─── PROVIDED TEXT ───

Posted by Daniel Stout on Sat 26 Feb 2005 at 5:35 AM

Wired News has an interesting opinion piece entitled Whither The Wall Street Journal? that claims that the WSJ has become irrelevant because their online content is locked behind the wall of paid subscriptions. As a subscriber of the print edition and having grown up reading the WSJ, I can say that the Wall Street Journal is by far the best paper out there. The WSJ is a paper that I’ve always grokked deeply. The type and quality of their brand of journalism is best-of-breed.

At any rate, the article fails to make a key qualification. It’s not so much that the WSJ doesn’t have an impact online; they just don’t have an impact with bloggers. The Wall Street Journal Online has 684,000 paid subscribers, and yet it’s irrelevant? Don’t think so. The WSJ has a huge impact—just not with the crowd the author runs with, which apparently believes heavily in the all-information-should-be-free notion. I’ve always been inclined to believe that there’s a cost involved in getting the best information. (Though that cost may not always be monetary e.g. NYTimes.com registration.)

─── SUPPLIED INFORMATION ───

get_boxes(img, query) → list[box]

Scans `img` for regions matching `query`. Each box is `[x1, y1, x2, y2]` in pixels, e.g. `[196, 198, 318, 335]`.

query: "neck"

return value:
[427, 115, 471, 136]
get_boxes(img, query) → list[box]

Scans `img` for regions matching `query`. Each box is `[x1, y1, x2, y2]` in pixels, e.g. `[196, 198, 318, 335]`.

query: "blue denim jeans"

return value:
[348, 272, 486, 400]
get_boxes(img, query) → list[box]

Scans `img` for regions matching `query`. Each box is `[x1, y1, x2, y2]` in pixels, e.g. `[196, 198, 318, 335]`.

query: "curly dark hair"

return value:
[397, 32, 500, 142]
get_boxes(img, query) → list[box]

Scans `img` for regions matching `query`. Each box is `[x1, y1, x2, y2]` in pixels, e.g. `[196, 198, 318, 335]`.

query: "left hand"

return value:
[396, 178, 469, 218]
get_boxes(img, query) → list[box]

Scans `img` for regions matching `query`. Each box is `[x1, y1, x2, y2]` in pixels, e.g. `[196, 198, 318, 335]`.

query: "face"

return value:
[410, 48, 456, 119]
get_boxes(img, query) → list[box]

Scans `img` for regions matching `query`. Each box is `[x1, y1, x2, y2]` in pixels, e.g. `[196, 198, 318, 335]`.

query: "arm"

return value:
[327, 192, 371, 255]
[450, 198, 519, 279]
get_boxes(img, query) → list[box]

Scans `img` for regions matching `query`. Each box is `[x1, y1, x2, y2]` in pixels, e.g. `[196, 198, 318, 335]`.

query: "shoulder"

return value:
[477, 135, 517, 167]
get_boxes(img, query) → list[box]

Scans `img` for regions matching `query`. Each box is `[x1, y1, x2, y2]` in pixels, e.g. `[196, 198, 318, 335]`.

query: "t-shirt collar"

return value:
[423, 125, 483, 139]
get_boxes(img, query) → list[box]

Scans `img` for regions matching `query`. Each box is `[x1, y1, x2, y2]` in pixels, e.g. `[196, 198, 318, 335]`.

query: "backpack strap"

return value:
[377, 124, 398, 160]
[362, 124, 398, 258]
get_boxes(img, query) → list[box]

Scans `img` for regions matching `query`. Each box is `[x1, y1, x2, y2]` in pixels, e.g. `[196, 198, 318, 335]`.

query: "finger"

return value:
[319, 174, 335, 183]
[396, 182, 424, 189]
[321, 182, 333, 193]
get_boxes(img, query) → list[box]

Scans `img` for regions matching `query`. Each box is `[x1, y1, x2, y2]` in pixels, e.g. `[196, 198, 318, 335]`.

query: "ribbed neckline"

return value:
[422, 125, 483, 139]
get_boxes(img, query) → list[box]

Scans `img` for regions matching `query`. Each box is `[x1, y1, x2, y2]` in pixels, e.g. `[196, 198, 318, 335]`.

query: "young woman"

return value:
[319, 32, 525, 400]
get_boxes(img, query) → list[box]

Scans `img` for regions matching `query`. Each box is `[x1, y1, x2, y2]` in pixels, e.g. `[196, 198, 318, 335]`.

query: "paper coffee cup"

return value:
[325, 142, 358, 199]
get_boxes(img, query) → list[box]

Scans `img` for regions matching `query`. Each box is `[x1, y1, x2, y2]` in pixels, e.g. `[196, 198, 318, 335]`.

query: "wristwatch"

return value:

───

THE PROBLEM: According to the post about the Wall Street Journal, how many paid subscribers does The Wall Street Journal Online have?

REPLY: 684,000